**What needs to be done:**
All entries need to be written out verbatim, with pictures omitted.

== Working data

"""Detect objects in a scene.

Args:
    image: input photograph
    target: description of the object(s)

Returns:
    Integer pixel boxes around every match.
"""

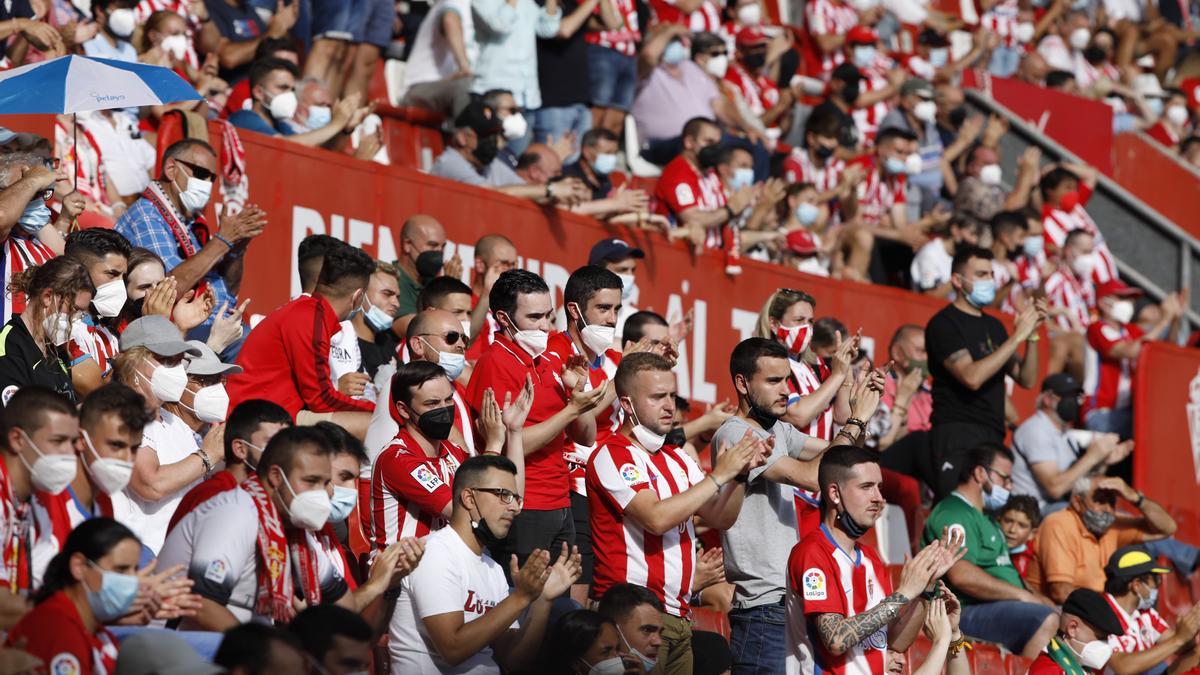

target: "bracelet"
[1134,492,1145,508]
[708,474,725,490]
[835,429,858,444]
[545,182,555,200]
[1027,333,1040,342]
[844,417,867,429]
[948,636,971,656]
[193,450,213,478]
[214,233,235,249]
[724,205,735,220]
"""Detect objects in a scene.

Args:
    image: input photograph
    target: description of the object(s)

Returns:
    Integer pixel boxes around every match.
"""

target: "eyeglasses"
[471,487,523,505]
[174,158,216,182]
[986,466,1012,487]
[41,157,60,171]
[418,331,464,346]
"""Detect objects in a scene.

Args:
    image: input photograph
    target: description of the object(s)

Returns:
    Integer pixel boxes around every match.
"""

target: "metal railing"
[966,88,1200,333]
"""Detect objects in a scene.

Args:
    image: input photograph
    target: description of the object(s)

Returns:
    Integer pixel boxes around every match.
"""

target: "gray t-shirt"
[715,415,811,610]
[1011,410,1083,512]
[430,150,525,188]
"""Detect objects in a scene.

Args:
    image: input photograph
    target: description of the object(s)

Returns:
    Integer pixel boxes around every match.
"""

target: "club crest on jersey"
[618,463,644,486]
[802,568,827,600]
[946,523,966,542]
[51,653,80,675]
[411,465,444,493]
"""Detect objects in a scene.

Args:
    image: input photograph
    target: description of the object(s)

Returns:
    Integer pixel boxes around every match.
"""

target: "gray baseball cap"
[119,316,202,357]
[0,127,15,144]
[184,340,242,376]
[114,631,226,675]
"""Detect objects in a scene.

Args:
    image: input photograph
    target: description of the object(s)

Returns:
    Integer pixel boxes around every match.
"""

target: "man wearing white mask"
[115,139,267,346]
[1029,588,1122,674]
[64,228,132,398]
[0,387,80,623]
[30,383,153,585]
[110,316,214,555]
[1043,230,1095,378]
[82,0,138,62]
[879,78,945,214]
[228,58,365,147]
[588,238,644,340]
[159,426,424,630]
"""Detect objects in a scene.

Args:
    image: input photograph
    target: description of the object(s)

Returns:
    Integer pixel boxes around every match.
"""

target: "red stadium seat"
[1006,653,1033,675]
[971,644,1007,675]
[692,607,731,642]
[1161,572,1194,621]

====

**Solution below:**
"""Detect objects in a scene.

Args:
    image: input photograph
    target: description of the object(s)

Returns:
    Integer pixel boxes around every match.
"""


target: "bracelet"
[1134,492,1145,508]
[708,474,725,490]
[835,429,858,444]
[545,182,555,200]
[1027,333,1040,342]
[844,417,867,429]
[948,636,971,656]
[193,450,213,478]
[214,233,235,249]
[724,205,735,220]
"""Detect objects in a scene.

Args:
    image: input photograph
    target: description of the object(s)

Returns:
    Integer pixel boxes around every match.
"""

target: "eyeglasses"
[471,487,523,505]
[174,158,216,182]
[986,466,1012,487]
[41,157,60,171]
[418,331,464,346]
"""Detect objects in a scene.

Args:
    image: input photograph
    target: description of the object(s)

Returns:
    Integer pixel boxes around every match.
"""

target: "metal railing"
[966,88,1200,333]
"""Detect objects in a scene.

Args:
    image: input photograph
    target: description of the object(s)

Returns:
    Integer pixel boxes around every match.
"""

target: "gray t-shirt"
[715,415,811,610]
[1011,410,1083,512]
[430,150,525,188]
"""Detect objects in a scene.

Args:
    image: input photograph
    target: description of the object(s)

Returns:
    Integer pixel boxes around every match.
"""

target: "club crest on jersey"
[618,463,644,486]
[802,568,827,600]
[946,523,966,542]
[51,653,80,675]
[411,465,444,493]
"""Detect objects in a scene.

Args:
    image: input photograph
    target: description of the object(s)

Returns:
    Integer pixel boxes around every match.
"""

target: "gray baseball cap"
[119,316,202,357]
[0,127,15,144]
[184,340,242,376]
[114,631,226,675]
"""Detect objects in a scene.

Args:
    image: input photograph
    target: description of the object(s)

Returns:
    Integer pixel boxes around every match.
"""

target: "man wearing white mask"
[115,139,267,346]
[1029,588,1122,674]
[64,228,132,398]
[0,387,80,623]
[30,383,153,585]
[110,316,214,555]
[1043,230,1095,378]
[82,0,138,62]
[879,78,945,214]
[228,58,365,147]
[588,238,644,340]
[159,426,424,630]
"""Detect objects in a scene.

Args:
    image: input photograph
    target: description of the object(s)

Returns:
    Integer pixel boxes around every match.
"""

target: "red stadium seat"
[1006,653,1033,675]
[971,644,1007,675]
[692,607,731,642]
[1161,572,1194,621]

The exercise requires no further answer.